Task requirements:
Copy all of the records below without changing a single character.

Input:
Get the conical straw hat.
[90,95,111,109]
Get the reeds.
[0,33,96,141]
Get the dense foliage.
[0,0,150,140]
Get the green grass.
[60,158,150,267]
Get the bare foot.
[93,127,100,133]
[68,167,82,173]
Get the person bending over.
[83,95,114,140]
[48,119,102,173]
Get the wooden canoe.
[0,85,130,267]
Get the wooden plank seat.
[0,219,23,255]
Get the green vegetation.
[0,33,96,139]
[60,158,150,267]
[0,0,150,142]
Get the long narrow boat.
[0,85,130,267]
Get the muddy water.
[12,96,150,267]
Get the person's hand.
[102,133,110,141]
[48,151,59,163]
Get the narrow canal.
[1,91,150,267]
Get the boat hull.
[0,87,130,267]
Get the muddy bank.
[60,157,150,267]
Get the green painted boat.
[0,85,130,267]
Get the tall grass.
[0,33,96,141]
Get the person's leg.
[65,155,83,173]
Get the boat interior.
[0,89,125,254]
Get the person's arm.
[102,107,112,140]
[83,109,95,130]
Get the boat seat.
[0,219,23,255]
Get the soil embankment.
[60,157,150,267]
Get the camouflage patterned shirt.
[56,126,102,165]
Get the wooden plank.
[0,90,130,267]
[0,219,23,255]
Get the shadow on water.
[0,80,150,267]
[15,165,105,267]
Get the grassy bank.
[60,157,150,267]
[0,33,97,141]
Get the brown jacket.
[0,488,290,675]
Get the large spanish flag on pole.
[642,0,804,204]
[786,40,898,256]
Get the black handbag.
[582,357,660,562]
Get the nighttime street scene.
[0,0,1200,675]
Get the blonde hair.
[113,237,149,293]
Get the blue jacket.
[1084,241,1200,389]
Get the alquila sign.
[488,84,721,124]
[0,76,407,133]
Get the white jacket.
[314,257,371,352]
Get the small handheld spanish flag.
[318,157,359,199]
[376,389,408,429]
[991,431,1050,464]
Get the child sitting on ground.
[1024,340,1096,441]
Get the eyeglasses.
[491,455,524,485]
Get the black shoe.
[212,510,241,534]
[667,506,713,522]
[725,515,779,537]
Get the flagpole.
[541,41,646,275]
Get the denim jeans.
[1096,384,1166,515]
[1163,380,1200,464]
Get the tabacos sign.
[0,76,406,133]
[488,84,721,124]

Output for this task:
Get the conical straw hat.
[90,95,111,109]
Get the reeds.
[0,33,96,141]
Get the dense foliage.
[0,0,150,140]
Get the green grass.
[60,158,150,267]
Get the bare foot.
[93,127,100,133]
[68,167,82,173]
Get the person bending over.
[83,95,114,140]
[48,119,102,173]
Get the wooden canoe.
[0,85,130,267]
Get the wooden plank seat.
[0,219,23,255]
Get the green vegetation.
[0,33,96,139]
[60,158,150,267]
[0,0,150,142]
Get the long narrow boat.
[0,85,130,267]
Get the muddy water.
[12,96,150,267]
Get the person's hand.
[102,133,110,141]
[48,151,59,163]
Get the narrow canal.
[1,91,150,267]
Get the boat hull.
[0,87,130,267]
Get the muddy bank.
[60,157,150,267]
Get the green painted boat.
[0,85,130,267]
Get the tall grass.
[0,33,96,141]
Get the person's leg.
[65,155,83,173]
Get the boat interior.
[0,89,125,254]
Get the person's arm.
[102,107,112,140]
[83,109,95,130]
Get the boat seat.
[0,219,23,255]
Get the soil embankment.
[60,157,150,267]
Get the camouflage patterned shirt.
[56,126,102,165]
Get the wooden plank.
[0,90,130,267]
[0,219,23,255]
Get the shadow on water.
[0,80,150,267]
[15,165,105,267]
Get the grassy bank.
[60,157,150,267]
[0,33,97,141]
Get the brown jacket.
[0,488,290,675]
Get the large spanish flag on pole.
[642,0,804,204]
[786,40,898,256]
Get the black handbag.
[582,357,660,562]
Get the nighttime street scene.
[0,0,1200,675]
Get the blonde hair.
[113,237,149,293]
Get the blue jacket.
[1084,241,1200,389]
Get the alquila sign.
[488,84,721,124]
[0,76,407,133]
Get the white jacket.
[314,257,371,352]
Get the small handheld spanish flag.
[318,157,359,199]
[376,389,408,429]
[991,431,1050,464]
Get the child sitting on ground.
[1024,340,1096,441]
Get the eyeglasses.
[491,455,524,485]
Get the black shoe.
[212,510,241,534]
[667,506,713,522]
[725,515,779,537]
Get the flagpole.
[541,41,646,275]
Get the denim jeans.
[1096,384,1166,515]
[1163,380,1200,464]
Get the tabacos sign.
[0,76,406,133]
[488,84,721,124]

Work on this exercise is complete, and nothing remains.